[Collection entries]
+---+

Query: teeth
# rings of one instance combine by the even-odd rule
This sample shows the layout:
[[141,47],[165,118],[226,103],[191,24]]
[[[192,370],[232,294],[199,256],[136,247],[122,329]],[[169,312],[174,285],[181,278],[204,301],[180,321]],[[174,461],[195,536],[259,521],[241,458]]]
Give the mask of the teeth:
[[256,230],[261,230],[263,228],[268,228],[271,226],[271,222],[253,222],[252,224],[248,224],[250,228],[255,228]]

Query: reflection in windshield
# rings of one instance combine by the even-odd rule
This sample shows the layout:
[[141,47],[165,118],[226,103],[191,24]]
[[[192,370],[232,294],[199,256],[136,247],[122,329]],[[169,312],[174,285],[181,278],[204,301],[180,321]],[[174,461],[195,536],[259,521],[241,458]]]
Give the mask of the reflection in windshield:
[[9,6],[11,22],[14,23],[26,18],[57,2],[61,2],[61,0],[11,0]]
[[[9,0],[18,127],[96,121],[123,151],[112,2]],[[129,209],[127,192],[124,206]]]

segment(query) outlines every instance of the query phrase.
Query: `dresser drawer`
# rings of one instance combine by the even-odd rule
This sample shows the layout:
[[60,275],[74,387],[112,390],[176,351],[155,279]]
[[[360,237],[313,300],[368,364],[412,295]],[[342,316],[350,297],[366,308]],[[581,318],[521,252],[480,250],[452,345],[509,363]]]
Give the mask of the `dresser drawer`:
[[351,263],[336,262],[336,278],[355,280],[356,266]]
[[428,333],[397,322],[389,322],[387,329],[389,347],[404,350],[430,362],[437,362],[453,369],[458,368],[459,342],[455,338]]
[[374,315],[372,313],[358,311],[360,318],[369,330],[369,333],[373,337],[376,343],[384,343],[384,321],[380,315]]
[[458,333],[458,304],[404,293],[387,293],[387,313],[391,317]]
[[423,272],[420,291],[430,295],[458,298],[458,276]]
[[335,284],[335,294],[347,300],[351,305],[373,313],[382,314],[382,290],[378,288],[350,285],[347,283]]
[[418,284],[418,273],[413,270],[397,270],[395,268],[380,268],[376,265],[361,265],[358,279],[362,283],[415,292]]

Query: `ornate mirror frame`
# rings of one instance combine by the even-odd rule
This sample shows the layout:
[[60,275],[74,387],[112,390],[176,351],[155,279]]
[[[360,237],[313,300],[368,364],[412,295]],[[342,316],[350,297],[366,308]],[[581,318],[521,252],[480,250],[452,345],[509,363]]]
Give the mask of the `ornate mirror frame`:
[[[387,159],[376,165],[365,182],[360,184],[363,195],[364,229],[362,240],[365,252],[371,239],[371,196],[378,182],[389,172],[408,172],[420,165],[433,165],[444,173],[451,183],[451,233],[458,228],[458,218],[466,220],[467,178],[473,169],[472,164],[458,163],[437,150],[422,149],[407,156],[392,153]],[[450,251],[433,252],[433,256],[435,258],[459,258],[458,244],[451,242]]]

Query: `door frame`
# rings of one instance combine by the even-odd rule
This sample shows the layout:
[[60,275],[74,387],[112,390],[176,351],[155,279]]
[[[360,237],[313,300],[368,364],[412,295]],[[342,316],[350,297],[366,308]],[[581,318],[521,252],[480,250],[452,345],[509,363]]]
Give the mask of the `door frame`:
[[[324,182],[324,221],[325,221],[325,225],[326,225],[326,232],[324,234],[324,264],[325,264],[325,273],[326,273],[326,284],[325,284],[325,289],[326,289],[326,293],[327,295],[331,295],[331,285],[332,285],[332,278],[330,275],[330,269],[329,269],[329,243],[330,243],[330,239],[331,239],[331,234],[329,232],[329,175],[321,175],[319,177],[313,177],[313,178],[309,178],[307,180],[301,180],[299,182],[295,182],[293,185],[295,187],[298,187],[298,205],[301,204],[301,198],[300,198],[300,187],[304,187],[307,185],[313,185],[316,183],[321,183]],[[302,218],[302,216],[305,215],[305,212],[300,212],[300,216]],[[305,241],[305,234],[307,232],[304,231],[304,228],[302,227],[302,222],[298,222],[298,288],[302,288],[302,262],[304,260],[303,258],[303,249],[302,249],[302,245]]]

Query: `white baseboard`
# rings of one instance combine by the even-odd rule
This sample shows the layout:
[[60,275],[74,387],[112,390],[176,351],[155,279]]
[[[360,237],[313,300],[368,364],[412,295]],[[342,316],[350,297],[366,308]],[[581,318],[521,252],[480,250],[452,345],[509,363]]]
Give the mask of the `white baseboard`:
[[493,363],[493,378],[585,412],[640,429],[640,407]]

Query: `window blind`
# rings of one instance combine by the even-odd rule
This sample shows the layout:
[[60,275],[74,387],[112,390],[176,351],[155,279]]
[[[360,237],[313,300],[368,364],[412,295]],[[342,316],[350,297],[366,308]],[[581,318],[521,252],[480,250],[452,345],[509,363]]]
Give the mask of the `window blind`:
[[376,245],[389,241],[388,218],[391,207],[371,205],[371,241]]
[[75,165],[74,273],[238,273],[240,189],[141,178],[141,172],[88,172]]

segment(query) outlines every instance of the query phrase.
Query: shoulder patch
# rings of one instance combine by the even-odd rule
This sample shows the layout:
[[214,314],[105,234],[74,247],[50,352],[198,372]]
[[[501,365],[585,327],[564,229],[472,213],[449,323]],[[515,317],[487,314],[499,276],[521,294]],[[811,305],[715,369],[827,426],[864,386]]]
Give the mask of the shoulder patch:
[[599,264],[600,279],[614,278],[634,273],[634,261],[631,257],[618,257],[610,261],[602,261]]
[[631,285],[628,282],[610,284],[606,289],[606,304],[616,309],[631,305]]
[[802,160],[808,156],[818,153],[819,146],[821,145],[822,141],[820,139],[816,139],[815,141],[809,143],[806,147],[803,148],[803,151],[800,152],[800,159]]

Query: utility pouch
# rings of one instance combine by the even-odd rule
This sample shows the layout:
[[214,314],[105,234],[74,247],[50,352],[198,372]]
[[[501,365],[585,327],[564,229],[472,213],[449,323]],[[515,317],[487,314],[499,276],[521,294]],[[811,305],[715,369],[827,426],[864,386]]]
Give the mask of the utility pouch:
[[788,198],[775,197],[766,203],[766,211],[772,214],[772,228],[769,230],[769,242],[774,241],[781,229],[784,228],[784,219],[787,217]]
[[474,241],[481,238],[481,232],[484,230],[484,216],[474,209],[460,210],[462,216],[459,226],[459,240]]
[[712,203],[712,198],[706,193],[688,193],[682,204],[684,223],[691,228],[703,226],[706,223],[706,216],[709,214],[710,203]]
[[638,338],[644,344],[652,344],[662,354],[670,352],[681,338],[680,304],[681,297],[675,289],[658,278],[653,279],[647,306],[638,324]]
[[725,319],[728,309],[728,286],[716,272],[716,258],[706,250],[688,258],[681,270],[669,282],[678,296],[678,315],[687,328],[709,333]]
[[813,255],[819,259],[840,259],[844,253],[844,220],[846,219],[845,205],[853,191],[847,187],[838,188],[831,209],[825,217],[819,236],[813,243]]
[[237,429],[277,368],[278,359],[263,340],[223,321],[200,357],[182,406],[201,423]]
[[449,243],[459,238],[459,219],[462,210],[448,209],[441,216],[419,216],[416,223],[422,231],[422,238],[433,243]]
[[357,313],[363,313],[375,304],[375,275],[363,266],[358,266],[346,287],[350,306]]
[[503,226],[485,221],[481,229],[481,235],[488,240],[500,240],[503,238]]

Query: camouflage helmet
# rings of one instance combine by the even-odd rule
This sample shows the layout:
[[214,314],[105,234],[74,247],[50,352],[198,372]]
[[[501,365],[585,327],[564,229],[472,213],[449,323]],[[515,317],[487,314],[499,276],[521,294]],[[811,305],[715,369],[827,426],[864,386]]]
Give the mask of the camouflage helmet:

+---+

Output the entries exactly. Leave nothing out.

Query: teeth
# rings of one instance combine by the even-odd rule
This sample shows the layout:
[[141,47],[165,118],[226,103],[191,24]]
[[[192,370],[232,294],[199,256],[136,247],[122,329]],[[169,312],[174,285],[181,278],[204,301],[180,321]],[[174,461],[195,536],[259,521],[241,458]]]
Give the mask of the teeth:
[[256,230],[261,230],[263,228],[268,228],[271,226],[271,222],[253,222],[252,224],[248,224],[250,228],[255,228]]

Query: reflection in windshield
# rings of one instance combine by the even-odd rule
This sample shows the layout:
[[141,47],[165,118],[226,103],[191,24]]
[[[192,370],[232,294],[199,256],[136,247],[122,329]],[[169,312],[174,285],[181,278],[204,301],[180,321]],[[174,461],[195,536],[259,521],[241,458]]]
Give the mask of the reflection in windshield:
[[9,6],[11,22],[14,23],[26,18],[57,2],[61,2],[61,0],[11,0]]
[[[9,0],[18,127],[96,121],[123,151],[112,2]],[[129,209],[127,192],[124,206]]]

segment(query) outlines every instance of the query phrase.
Query: `dresser drawer`
# rings of one instance combine by the even-odd rule
This sample shows the layout:
[[60,275],[74,387],[112,390],[176,351],[155,279]]
[[[360,237],[313,300],[368,364],[412,295]],[[342,316],[350,297],[366,308]],[[581,318],[521,252],[480,250],[452,345],[509,363]]]
Give the mask of the `dresser drawer`:
[[351,263],[336,262],[336,278],[355,280],[356,266]]
[[428,333],[397,322],[389,322],[387,329],[389,347],[404,350],[430,362],[437,362],[453,369],[458,368],[459,342],[455,338]]
[[374,315],[372,313],[358,311],[360,318],[369,330],[369,333],[373,337],[376,343],[384,343],[384,321],[380,315]]
[[458,333],[458,304],[404,293],[387,293],[387,313],[391,317]]
[[423,272],[420,291],[430,295],[458,298],[458,276]]
[[335,284],[335,294],[347,300],[351,305],[373,313],[382,314],[382,290],[378,288],[350,285],[347,283]]
[[418,284],[418,273],[413,270],[397,270],[395,268],[380,268],[376,265],[361,265],[358,279],[362,283],[415,292]]

Query: `ornate mirror frame`
# rings of one instance combine by the even-odd rule
This sample shows the layout:
[[60,275],[74,387],[112,390],[176,351],[155,279]]
[[[360,237],[313,300],[368,364],[412,295]],[[342,316],[350,297],[366,308]],[[581,318],[521,252],[480,250],[452,345],[509,363]]]
Give the mask of the `ornate mirror frame`:
[[[387,159],[376,165],[365,182],[360,184],[363,195],[364,229],[362,240],[365,252],[371,239],[371,196],[378,182],[389,172],[408,172],[420,165],[433,165],[444,173],[451,183],[451,233],[458,228],[458,218],[466,220],[467,178],[473,169],[472,164],[458,163],[437,150],[422,149],[407,156],[392,153]],[[450,251],[433,252],[433,256],[435,258],[459,258],[458,244],[451,242]]]

Query: `door frame`
# rings of one instance combine by the even-odd rule
This sample shows the layout:
[[60,275],[74,387],[112,390],[176,351],[155,279]]
[[[360,237],[313,300],[368,364],[412,295]],[[342,316],[350,297],[366,308]],[[581,318],[521,252],[480,250],[452,345],[509,363]]]
Give the mask of the `door frame`:
[[[324,182],[324,221],[325,221],[325,225],[326,225],[326,232],[324,234],[324,264],[325,264],[325,273],[326,273],[326,284],[325,284],[325,289],[326,289],[326,293],[327,295],[331,295],[331,285],[332,285],[332,278],[330,275],[330,269],[329,269],[329,243],[330,243],[330,239],[331,239],[331,234],[329,232],[329,175],[321,175],[319,177],[313,177],[313,178],[309,178],[307,180],[301,180],[299,182],[295,182],[293,185],[295,187],[298,187],[298,205],[301,204],[301,198],[300,198],[300,187],[304,187],[307,185],[313,185],[316,183],[321,183]],[[302,218],[302,216],[305,215],[305,212],[300,212],[300,216]],[[305,241],[305,234],[307,232],[304,231],[304,228],[302,227],[302,222],[298,222],[298,288],[302,288],[302,262],[304,260],[303,258],[303,249],[302,249],[302,245]]]

Query: `white baseboard`
# rings of one instance combine by the even-odd rule
This sample shows the layout:
[[60,275],[74,387],[112,390],[176,351],[155,279]]
[[[360,237],[313,300],[368,364],[412,295]],[[342,316],[350,297],[366,308]],[[581,318],[521,252],[480,250],[452,345],[509,363]]]
Give the mask of the `white baseboard`:
[[493,363],[493,378],[585,412],[640,429],[640,407]]

Query: `window blind`
# rings of one instance combine by the even-odd rule
This sample shows the layout:
[[60,275],[74,387],[112,390],[176,351],[155,279]]
[[[360,237],[313,300],[368,364],[412,295]],[[342,316],[350,297],[366,308]],[[581,318],[521,252],[480,250],[452,345],[509,363]]]
Give the mask of the `window blind`:
[[376,245],[389,241],[388,218],[391,207],[371,205],[371,241]]
[[75,165],[74,273],[238,273],[240,189],[141,178],[141,172],[88,172]]

segment(query) outlines every instance of the query phrase.
Query: shoulder patch
# rings of one instance combine by the even-odd rule
This sample shows the layout:
[[214,314],[105,234],[74,247],[50,352],[198,372]]
[[[501,365],[585,327],[564,229],[472,213],[449,323]],[[515,317],[487,314],[499,276],[521,294]],[[811,305],[715,369],[827,426],[864,386]]]
Give the mask of the shoulder patch:
[[599,264],[600,279],[614,278],[634,273],[634,261],[631,257],[618,257],[610,261],[602,261]]
[[631,285],[628,282],[610,284],[606,289],[606,304],[616,309],[631,305]]
[[802,160],[808,156],[818,153],[819,146],[821,145],[822,141],[820,139],[816,139],[815,141],[809,143],[806,147],[803,148],[803,151],[800,152],[800,159]]

Query: utility pouch
# rings of one instance combine by the even-odd rule
This sample shows the layout:
[[214,314],[105,234],[74,247],[50,352],[198,372]]
[[[501,365],[585,327],[564,229],[472,213],[449,323]],[[515,317],[487,314],[499,276],[521,294]],[[811,305],[715,369],[827,426],[864,386]]]
Give the mask of the utility pouch:
[[788,198],[775,197],[766,203],[766,211],[772,214],[772,228],[769,230],[769,242],[774,241],[781,229],[784,228],[784,219],[787,217]]
[[474,241],[481,238],[481,232],[484,230],[484,216],[474,209],[460,210],[462,216],[459,226],[459,240]]
[[712,203],[712,198],[706,193],[688,193],[682,204],[684,223],[691,228],[703,226],[706,223],[706,216],[709,214],[710,203]]
[[638,338],[644,344],[652,344],[662,354],[670,352],[681,338],[680,304],[681,297],[675,289],[658,278],[653,279],[647,306],[638,324]]
[[725,319],[728,309],[728,286],[716,272],[716,258],[706,250],[688,258],[681,270],[669,282],[678,296],[678,315],[687,328],[709,333]]
[[813,255],[819,259],[840,259],[844,253],[844,220],[846,219],[845,205],[853,191],[847,187],[838,188],[831,209],[825,217],[819,236],[813,243]]
[[237,429],[277,368],[278,359],[263,340],[223,321],[200,357],[182,406],[201,423]]
[[449,243],[459,238],[459,219],[462,210],[448,209],[441,216],[419,216],[416,223],[422,231],[422,238],[433,243]]
[[357,313],[363,313],[375,304],[375,275],[363,266],[358,266],[346,287],[350,306]]
[[503,226],[485,221],[481,229],[481,235],[488,240],[500,240],[503,238]]

Query: camouflage helmet
# rings of one instance combine by the even-odd rule
This sample shows the layout:
[[214,314],[105,234],[74,247],[50,352],[198,372]]
[[[501,365],[585,327],[564,229],[472,213],[449,323]],[[515,317],[487,314],[499,276],[521,294]],[[811,305],[715,369],[827,426],[864,386]]]
Give the mask of the camouflage helmet:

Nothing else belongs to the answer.